● **Activity**
From the keratomalacia excerpt below, list every systemic condition that the study identified as leading to the occurrence of keratomalacia.

● **Excerpt**
Non-infectious keratomalacia in young children resulting from vitamin A deficiency is predisposed by multiple factors like malnutrition, systemic diseases, and lack of immunisation. Acute corneal melting result from the ocular pathological changes in severe vitamin A deficiency and is invariably accompanied by malnutrition5,13,14 and systemic disease.4,5,13

Keratomalacia in children is hastened by protein-caloric malnutrition in addition to its association with measles.13 Malnutrition leads to multiple vitamin deficiencies including vitamin A deficient states and hence triggers keratomalacia. In our study, all the 29 children were malnourished. Pneumonia, diarrhoea and measles were the systemic conditions leading to the occurrence of keratomalacia in our study. Of 29 children, 27 (93.1%) were not immunised at all. The remaining two children (6.9%) had been partially immunised. Measles vaccination is a major preventive measure in malnourished children and can help to decrease nutritional keratomalacia in developing countries.13 Incomplete immunisation status predisposes to occurrence of systemic illnesses like measles and has been found to be associated with an increased risk for corneal ulceration.7 Given the rapidity of corneal necrosis and the potential blinding nature of the disease, the need for better preventive healthcare facilities to reach target populations is great.15 Our study has the limitation of being a small clinical case series; a larger community based case-control study is required to comment on the various associations and risk factors for keratomalacia.

● **Image-grounded pointing data**
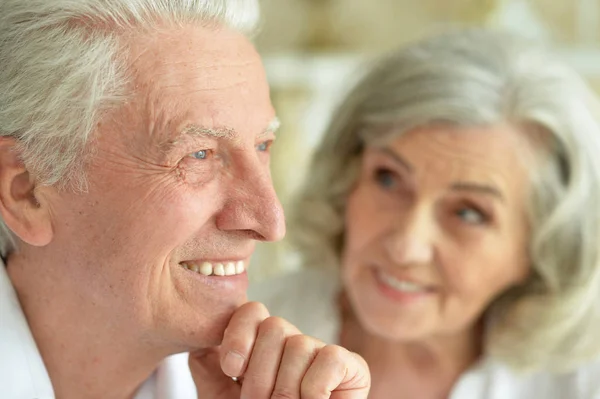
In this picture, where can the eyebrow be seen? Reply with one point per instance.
(479, 188)
(460, 186)
(194, 130)
(397, 158)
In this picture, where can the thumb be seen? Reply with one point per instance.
(211, 382)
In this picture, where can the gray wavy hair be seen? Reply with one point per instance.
(61, 71)
(482, 78)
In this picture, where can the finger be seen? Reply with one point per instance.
(239, 337)
(298, 355)
(261, 374)
(336, 373)
(208, 377)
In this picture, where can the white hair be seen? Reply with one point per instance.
(60, 72)
(481, 78)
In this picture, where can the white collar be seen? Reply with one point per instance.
(22, 371)
(24, 376)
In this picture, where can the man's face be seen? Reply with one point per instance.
(180, 176)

● **Response area**
Pneumonia, diarrhoea, measles